Short problem
Copy the lines below word for word, all of them.

# Listed entries start

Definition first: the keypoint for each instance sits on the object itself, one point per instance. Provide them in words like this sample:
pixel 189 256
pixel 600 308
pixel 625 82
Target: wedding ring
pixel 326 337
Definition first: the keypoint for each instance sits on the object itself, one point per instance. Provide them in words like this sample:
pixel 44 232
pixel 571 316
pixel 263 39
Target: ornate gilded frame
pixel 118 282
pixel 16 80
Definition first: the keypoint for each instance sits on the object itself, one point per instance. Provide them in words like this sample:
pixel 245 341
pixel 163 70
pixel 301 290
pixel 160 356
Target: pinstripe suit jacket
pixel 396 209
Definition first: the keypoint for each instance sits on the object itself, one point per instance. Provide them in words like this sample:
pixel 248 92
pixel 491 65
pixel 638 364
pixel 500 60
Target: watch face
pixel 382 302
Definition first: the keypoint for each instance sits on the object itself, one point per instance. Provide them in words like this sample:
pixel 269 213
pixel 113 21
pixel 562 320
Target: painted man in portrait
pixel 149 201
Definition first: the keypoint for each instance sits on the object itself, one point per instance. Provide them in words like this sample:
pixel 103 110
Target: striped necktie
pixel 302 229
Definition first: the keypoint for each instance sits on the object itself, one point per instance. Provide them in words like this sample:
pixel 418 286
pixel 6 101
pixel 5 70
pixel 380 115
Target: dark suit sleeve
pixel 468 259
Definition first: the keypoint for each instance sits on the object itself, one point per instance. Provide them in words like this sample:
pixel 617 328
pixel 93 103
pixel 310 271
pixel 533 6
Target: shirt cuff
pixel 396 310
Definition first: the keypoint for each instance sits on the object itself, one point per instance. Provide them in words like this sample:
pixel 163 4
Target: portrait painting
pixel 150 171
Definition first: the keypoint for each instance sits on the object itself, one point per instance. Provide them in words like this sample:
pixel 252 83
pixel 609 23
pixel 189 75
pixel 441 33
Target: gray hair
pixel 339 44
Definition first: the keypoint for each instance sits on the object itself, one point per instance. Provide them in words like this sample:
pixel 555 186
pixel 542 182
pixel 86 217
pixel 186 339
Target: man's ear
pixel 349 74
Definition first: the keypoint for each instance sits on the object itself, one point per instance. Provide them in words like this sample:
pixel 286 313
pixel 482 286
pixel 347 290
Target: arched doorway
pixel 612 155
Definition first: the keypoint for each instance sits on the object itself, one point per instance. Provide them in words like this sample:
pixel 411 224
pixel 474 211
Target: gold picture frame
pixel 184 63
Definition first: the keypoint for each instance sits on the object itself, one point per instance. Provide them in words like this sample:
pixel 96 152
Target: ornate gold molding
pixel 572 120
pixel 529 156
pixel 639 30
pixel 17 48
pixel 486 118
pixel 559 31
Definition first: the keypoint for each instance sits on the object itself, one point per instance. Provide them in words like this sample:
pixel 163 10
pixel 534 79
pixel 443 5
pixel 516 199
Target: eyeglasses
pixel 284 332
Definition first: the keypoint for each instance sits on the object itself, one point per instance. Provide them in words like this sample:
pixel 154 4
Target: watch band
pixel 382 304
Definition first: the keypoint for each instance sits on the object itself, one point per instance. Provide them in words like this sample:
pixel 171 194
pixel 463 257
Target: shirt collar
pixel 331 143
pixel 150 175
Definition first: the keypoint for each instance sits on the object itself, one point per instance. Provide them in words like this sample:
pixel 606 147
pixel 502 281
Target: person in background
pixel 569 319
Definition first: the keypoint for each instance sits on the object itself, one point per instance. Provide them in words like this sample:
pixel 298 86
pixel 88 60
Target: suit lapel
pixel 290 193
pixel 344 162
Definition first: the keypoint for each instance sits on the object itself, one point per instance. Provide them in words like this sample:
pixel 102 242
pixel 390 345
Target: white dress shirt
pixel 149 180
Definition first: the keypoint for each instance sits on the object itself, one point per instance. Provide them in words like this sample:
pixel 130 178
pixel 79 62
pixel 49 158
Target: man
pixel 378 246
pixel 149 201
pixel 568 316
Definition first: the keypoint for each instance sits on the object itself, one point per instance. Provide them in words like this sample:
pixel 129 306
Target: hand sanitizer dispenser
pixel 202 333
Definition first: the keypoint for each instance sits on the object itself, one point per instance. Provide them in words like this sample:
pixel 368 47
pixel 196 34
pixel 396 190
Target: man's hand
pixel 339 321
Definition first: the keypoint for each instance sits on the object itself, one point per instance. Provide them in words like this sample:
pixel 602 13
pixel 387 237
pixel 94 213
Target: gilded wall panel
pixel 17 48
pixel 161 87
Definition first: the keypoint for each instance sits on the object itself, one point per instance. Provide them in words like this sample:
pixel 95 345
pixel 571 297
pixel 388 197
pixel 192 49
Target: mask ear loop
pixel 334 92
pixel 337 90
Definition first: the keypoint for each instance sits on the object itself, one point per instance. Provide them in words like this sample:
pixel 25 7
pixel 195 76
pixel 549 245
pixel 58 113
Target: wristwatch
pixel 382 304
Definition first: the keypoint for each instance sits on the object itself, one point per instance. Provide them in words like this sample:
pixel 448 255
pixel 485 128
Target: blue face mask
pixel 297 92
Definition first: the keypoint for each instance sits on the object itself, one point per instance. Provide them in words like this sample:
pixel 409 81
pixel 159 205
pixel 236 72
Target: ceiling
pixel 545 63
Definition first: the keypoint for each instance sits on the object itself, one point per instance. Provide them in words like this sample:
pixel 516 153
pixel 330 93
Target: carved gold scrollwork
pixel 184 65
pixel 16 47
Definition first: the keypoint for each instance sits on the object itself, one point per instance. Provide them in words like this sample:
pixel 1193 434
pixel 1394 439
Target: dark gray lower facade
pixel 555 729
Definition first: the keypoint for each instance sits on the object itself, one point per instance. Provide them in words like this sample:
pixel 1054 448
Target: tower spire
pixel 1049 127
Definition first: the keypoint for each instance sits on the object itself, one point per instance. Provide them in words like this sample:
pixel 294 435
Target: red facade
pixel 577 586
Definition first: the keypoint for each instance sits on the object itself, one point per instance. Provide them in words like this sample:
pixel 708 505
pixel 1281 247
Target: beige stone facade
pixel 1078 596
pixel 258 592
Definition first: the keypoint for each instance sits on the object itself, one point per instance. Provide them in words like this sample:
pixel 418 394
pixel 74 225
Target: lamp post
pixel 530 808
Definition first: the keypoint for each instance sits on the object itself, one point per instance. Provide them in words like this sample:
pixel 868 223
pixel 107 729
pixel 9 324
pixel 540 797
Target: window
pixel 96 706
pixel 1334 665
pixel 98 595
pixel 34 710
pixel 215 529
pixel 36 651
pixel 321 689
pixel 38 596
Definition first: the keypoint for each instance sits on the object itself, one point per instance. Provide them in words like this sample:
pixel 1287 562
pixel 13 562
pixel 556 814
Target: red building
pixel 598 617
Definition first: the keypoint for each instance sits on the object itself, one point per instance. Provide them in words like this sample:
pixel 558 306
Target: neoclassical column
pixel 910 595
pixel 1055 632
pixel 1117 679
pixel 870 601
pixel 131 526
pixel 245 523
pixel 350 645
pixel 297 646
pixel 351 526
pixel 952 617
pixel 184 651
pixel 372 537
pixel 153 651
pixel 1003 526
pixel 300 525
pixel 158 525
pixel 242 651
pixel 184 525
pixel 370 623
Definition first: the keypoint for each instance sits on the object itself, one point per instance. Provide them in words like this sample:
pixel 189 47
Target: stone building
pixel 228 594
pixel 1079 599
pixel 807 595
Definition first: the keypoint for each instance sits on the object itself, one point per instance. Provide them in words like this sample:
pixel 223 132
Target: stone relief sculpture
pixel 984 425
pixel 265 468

# Listed entries end

Task response
Definition first: the keypoint for each instance sits on the object itself, one point per instance. Provide them in words like this sample:
pixel 189 256
pixel 600 308
pixel 625 82
Target: wedding ring
pixel 326 337
Definition first: the keypoint for each instance sits on the object itself, one point per instance. Provide them in words like this sample:
pixel 44 232
pixel 571 316
pixel 263 39
Target: ornate gilded frame
pixel 118 282
pixel 16 80
Definition first: the keypoint for each instance sits on the object itself, one point per instance. Provide them in words like this sample:
pixel 245 341
pixel 163 70
pixel 301 290
pixel 160 356
Target: pinstripe suit jacket
pixel 396 209
Definition first: the keypoint for each instance sits on the object itself, one point per instance. Provide them in words like this sample:
pixel 248 92
pixel 491 65
pixel 638 364
pixel 500 60
Target: watch face
pixel 382 302
Definition first: the keypoint for each instance sits on the object itself, one point per instance. Provide them in words like this sample:
pixel 269 213
pixel 113 21
pixel 562 320
Target: painted man in portrait
pixel 149 201
Definition first: the keypoint for each instance sits on the object itself, one point per instance. Provide them in words like this sample:
pixel 103 110
Target: striped necktie
pixel 302 229
Definition first: the keypoint for each instance sits on the object itself, one point per instance. Provide them in words like this sample:
pixel 418 286
pixel 6 101
pixel 5 70
pixel 380 115
Target: dark suit sleeve
pixel 468 259
Definition first: the keypoint for each instance sits on the object itself, one point per instance. Provide them in words like this sample:
pixel 617 328
pixel 93 103
pixel 310 271
pixel 533 6
Target: shirt cuff
pixel 396 310
Definition first: the keypoint for each instance sits on the object itself, one point per instance. Provide them in words like this sample:
pixel 163 4
Target: portrait painting
pixel 150 171
Definition first: the keypoint for each instance sits on the object itself, one point per instance. Provide them in words like this sample:
pixel 252 83
pixel 609 23
pixel 189 75
pixel 441 33
Target: gray hair
pixel 339 44
Definition first: the keypoint for each instance sits on the object itself, one point per instance. Provide them in words like this sample:
pixel 555 186
pixel 542 182
pixel 86 217
pixel 186 339
Target: man's ear
pixel 349 74
Definition first: the keypoint for each instance sits on the object itself, one point per instance. Provide them in words like this sample:
pixel 286 313
pixel 482 286
pixel 347 290
Target: arched doorway
pixel 612 155
Definition first: the keypoint for each instance sits on the object itself, one point per instance. Provide them in words like this sample:
pixel 411 224
pixel 474 211
Target: gold picture frame
pixel 184 63
Definition first: the keypoint for each instance sits on the object itself, one point per instance. Provide them in words like this sample:
pixel 96 152
Target: ornate gold molding
pixel 572 120
pixel 529 156
pixel 639 30
pixel 17 48
pixel 486 118
pixel 559 31
Definition first: the keypoint for each instance sits on the object itself, one point per instance. Provide them in words like this sample:
pixel 163 10
pixel 534 79
pixel 443 5
pixel 516 199
Target: eyeglasses
pixel 284 332
Definition first: the keypoint for each instance sits on the object itself, one point per instance. Provide them in words like this sample:
pixel 154 4
Target: watch band
pixel 382 304
Definition first: the keypoint for each instance sits on the object itself, one point per instance. Provide them in words like this sample:
pixel 171 194
pixel 463 257
Target: shirt collar
pixel 331 143
pixel 150 175
Definition first: the keypoint for each instance sits on the object itself, one point per instance. Provide them in words like this sample:
pixel 606 147
pixel 502 281
Target: person in background
pixel 569 319
Definition first: the keypoint for each instance sits on the object itself, one point per instance. Provide them in words like this sample:
pixel 298 86
pixel 88 60
Target: suit lapel
pixel 290 193
pixel 344 162
Definition first: the keypoint for each instance sits on the object itself, one point per instance. Provide them in words like this sample:
pixel 102 242
pixel 390 345
Target: white dress shirt
pixel 149 180
Definition first: the keypoint for each instance sits on the object itself, one point per instance. Provide them in words like this sample:
pixel 130 178
pixel 79 62
pixel 49 158
Target: man
pixel 378 246
pixel 149 201
pixel 568 316
Definition first: the keypoint for each instance sits on the object itself, one point per instance. Provide them in words like this sample:
pixel 129 306
Target: hand sanitizer dispenser
pixel 202 333
Definition first: the keypoint for each instance sits on the object itself, one point per instance. Provide them in words like this sample:
pixel 368 47
pixel 196 34
pixel 396 190
Target: man's hand
pixel 339 321
Definition first: the keypoint for each instance sits on the object itself, one point per instance. Provide them in words like this sample:
pixel 602 13
pixel 387 237
pixel 94 213
Target: gilded wall panel
pixel 17 48
pixel 161 87
Definition first: the keypoint for each instance sits on the object itself, one point per instance. Provide them in words like this sample:
pixel 95 345
pixel 571 297
pixel 388 197
pixel 192 49
Target: mask ear loop
pixel 334 92
pixel 337 90
Definition first: the keypoint for each instance sits on the object itself, one point per instance. Provide them in words like this sample:
pixel 25 7
pixel 195 76
pixel 549 245
pixel 58 113
Target: wristwatch
pixel 382 304
Definition first: the keypoint for each instance sits on the object itself, one point per instance. Provide them in words like this sample:
pixel 448 255
pixel 485 128
Target: blue face mask
pixel 297 92
Definition first: the keypoint for each instance sits on the object itself, one point per instance. Provide them in words like this sample:
pixel 409 81
pixel 159 205
pixel 236 72
Target: ceiling
pixel 545 63
Definition first: the keypoint for each instance sits on the object itself, one point per instance. Provide them in words like this sample:
pixel 516 153
pixel 330 93
Target: carved gold scrollwork
pixel 184 65
pixel 16 47
Definition first: the keypoint for each instance sits on the object itself, one point per instance. Provide them in words like this sample:
pixel 1193 434
pixel 1394 439
Target: dark gray lower facade
pixel 555 729
Definition first: the keypoint for each instance sits on the object itself, one point per instance. Provide them in words like this sample:
pixel 1054 448
Target: tower spire
pixel 1049 127
Definition first: the keypoint for each instance sits on the object itself, one point per instance. Provide them in words like this sample:
pixel 294 435
Target: red facade
pixel 577 586
Definition first: the keypoint for each instance sits on the object itself, one point per instance. Provide them in words like this sample:
pixel 708 505
pixel 1281 247
Target: beige stone facade
pixel 1078 596
pixel 258 592
Definition first: the keypoint for each instance sits on the object itself, one point per instance. Provide them in words like this sample:
pixel 418 394
pixel 74 225
Target: lamp post
pixel 530 808
Definition first: the keypoint for each instance sits on the object itself, one point per instance. Provide them in words like this sample:
pixel 868 223
pixel 107 729
pixel 9 324
pixel 540 797
Target: window
pixel 96 706
pixel 1334 665
pixel 98 595
pixel 34 710
pixel 215 529
pixel 36 651
pixel 321 689
pixel 38 596
Definition first: the keypoint for each instance sits on the object itself, one point per instance. Provide them in words like this sample:
pixel 1287 562
pixel 13 562
pixel 556 814
Target: red building
pixel 598 617
Definition first: the keypoint for each instance sits on the object itself, one point per instance. Provide them in words like this sample:
pixel 558 306
Target: neoclassical column
pixel 910 595
pixel 1055 632
pixel 1117 679
pixel 870 601
pixel 131 526
pixel 245 523
pixel 350 645
pixel 297 646
pixel 351 526
pixel 952 617
pixel 184 651
pixel 372 537
pixel 153 651
pixel 1003 526
pixel 300 525
pixel 158 525
pixel 242 651
pixel 184 525
pixel 370 623
Definition first: the keypoint for each instance sits on the object itself, one point per instance. Provide them in words like this sample:
pixel 189 47
Target: stone building
pixel 228 594
pixel 1079 599
pixel 807 595
Definition first: the keypoint for each instance sits on the object itself, one point per instance. Provide them in words like this sample:
pixel 223 132
Target: stone relief sculpture
pixel 984 425
pixel 265 468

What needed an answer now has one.